Now, you might have someone who wants to talk. And be in it. And cry. And if that’s the case. Do that. But understand this – once the funeral is over – life will never go on as normal for them again. Ever. They will have a new normal – and it can be a great new normal- but, they probably can’t see it then. I was so lucky that I had friends who didn’t forget me. My friends would come over and sit on the porch. One of my friends, actually moved in with me for awhile, to help me with the kids. I mean, she moved in. I am not asking you to move in – I’m just saying – it’s a huge transition.

Next, let’s talk about what to bring. Isn’t this something that we all want to do? I mean, you can’t take away the pain, but you can try to make the situation a little more endurable. So, here’s my list of the things that I will never forget that were brought to me.

  • Toilet paper. A pack from BJ’s. A big one. There are going to be people coming in and out of the home. People go potty. You really don’t want to be crying in your bed, then have to run to Wal-Mart to get some toilet paper. And once everyone leaves, and your life is creating it’s new normal – it’s nice to not have it all used up, and have a stash.
  • Paper towels, paper plates, solo cups, napkins, trash bags, etc. And why these items? They are needed. There will be tons of people, food, and no one wants to worry about dishes. And, check the trash cans. If it’s trash day – take it to the road. More food, more people, more trash generated. Those little steps were so thoughtful.
  • Gift cards. Gift cards got me through a lot of tough times. Restaurants, Wal-Mart, Gas. You pick it. It will help. It will be used.
  • Don’t bring food unless you are part of a meal train or requested. So many people won’t follow this – and you have no idea how much food I had to throw away just because the sheer volume.
  • Nice comfy pajamas. A girlfriend of mine brought me new pajamas. It helped.
  • Send a card. Bring a card. Either one. They will keep it forever. It does mean alot.
  • Don’t send flowers. If you want to get a plant, get a house plant. I’d go with a peace lilly, a succulent, african violets, a fiddle-leaf fig, viper’s bowstring. Flowers are beautiful. Flowers also die. And when you are going through a death – it just made it feel more apparent.

If you are the outdoorsy type, and the individual has yard – make sure they either have a lawn service, or its handled. If it isn’t – organize a group to handle it. Also, think of any other little thing that you can to make someone’s life a little easier.

### Listing:
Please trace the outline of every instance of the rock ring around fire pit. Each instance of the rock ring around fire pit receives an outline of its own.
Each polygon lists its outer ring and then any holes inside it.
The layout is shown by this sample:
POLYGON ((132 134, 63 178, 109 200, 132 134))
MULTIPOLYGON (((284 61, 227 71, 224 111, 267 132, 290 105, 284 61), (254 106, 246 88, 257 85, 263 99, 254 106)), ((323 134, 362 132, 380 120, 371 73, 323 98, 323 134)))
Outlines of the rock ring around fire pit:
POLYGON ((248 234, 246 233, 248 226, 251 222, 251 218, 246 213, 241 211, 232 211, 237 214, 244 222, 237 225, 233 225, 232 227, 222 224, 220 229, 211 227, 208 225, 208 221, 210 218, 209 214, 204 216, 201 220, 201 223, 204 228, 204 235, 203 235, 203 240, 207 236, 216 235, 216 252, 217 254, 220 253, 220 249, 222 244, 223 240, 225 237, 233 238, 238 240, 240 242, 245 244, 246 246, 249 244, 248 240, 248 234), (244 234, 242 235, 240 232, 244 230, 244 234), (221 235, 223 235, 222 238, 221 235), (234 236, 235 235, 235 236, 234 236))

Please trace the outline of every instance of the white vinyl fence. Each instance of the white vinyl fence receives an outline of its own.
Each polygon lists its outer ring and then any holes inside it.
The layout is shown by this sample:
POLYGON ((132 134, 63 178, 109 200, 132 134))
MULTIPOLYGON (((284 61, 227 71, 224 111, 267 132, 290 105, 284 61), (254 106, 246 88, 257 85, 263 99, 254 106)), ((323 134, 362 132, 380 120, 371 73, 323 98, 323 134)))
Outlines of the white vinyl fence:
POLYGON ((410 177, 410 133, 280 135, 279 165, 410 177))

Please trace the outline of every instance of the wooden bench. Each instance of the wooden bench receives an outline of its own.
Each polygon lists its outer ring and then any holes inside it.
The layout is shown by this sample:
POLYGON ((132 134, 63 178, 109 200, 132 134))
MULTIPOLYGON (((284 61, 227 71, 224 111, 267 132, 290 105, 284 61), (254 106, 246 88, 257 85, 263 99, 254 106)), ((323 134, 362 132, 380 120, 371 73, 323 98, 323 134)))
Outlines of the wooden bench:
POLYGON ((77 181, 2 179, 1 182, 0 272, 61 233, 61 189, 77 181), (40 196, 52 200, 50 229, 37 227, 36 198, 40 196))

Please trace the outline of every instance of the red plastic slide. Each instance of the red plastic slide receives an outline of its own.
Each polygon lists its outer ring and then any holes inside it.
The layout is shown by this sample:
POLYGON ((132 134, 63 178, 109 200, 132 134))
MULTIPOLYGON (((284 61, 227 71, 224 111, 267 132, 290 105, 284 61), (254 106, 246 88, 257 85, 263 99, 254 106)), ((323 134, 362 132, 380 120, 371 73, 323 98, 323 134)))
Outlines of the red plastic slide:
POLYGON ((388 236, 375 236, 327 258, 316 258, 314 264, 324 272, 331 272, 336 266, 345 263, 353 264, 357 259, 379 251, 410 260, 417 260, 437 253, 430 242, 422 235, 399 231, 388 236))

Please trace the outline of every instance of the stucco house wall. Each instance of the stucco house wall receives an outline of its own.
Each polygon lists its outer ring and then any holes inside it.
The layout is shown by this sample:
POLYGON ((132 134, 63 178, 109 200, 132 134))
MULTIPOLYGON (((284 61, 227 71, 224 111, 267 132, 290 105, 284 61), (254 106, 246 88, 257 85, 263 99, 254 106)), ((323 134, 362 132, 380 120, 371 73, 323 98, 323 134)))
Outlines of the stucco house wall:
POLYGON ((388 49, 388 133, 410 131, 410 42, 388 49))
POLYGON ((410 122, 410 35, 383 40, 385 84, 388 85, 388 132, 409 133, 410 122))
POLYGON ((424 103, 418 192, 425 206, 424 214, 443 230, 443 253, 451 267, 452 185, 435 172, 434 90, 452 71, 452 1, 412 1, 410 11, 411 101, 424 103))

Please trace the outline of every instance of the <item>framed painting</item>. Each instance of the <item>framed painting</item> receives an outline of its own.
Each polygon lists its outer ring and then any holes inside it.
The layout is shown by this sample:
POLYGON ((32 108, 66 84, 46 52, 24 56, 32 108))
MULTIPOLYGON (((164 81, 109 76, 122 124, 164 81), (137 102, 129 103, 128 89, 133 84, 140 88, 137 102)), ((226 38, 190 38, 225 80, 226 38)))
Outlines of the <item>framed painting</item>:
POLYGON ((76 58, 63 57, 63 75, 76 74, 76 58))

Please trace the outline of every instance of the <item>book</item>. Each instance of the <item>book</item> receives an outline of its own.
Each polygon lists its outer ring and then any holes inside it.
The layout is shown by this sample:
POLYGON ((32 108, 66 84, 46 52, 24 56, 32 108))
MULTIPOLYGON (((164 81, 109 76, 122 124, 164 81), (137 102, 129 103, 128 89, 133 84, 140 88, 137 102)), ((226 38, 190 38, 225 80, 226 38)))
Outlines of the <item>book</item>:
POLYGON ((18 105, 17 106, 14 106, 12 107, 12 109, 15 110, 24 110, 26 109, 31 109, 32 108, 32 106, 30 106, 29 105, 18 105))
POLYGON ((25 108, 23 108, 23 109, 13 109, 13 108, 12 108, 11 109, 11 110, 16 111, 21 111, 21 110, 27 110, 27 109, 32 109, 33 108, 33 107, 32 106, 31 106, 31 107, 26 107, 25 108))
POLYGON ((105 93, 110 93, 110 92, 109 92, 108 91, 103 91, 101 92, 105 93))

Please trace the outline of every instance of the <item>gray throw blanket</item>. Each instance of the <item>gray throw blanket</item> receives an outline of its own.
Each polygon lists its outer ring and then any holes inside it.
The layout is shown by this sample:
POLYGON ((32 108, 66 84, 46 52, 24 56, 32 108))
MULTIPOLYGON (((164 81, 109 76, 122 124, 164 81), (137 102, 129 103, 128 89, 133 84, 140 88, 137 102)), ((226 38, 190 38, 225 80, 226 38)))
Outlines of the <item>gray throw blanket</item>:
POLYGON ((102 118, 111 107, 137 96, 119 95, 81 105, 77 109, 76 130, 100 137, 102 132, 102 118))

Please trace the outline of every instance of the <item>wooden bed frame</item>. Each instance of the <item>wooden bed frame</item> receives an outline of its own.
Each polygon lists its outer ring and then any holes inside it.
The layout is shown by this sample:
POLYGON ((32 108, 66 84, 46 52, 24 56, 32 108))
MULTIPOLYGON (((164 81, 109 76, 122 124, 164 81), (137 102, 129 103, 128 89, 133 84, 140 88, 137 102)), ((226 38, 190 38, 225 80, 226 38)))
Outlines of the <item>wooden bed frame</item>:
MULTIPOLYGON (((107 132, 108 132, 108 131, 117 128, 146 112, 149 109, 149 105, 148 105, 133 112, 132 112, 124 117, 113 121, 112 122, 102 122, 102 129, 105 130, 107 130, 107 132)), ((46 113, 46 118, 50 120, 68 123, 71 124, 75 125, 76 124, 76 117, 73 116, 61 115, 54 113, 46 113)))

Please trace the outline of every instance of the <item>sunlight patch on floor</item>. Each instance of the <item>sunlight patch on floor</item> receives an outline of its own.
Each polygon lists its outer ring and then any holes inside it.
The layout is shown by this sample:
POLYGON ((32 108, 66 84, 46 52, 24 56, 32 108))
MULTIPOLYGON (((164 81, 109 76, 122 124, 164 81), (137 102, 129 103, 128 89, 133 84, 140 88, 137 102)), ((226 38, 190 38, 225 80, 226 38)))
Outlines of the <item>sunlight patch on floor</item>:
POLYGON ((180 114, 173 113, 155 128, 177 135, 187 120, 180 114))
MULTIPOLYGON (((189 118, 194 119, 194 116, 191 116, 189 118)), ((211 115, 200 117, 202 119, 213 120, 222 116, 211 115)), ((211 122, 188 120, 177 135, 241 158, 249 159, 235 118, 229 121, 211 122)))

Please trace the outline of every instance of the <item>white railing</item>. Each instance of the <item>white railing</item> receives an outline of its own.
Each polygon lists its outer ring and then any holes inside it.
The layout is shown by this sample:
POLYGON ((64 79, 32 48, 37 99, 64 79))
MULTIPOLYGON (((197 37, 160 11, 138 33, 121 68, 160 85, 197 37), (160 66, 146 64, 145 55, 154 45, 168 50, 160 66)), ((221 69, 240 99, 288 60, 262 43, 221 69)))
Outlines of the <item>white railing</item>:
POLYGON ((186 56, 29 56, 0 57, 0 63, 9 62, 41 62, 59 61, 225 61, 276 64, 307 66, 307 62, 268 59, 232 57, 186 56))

### The request:
In the text on supporting someone after a death, what did one of the writer's friends do to help with the kids? The entries have no connection to the text.

### Full solution:
She moved in with the writer for a while.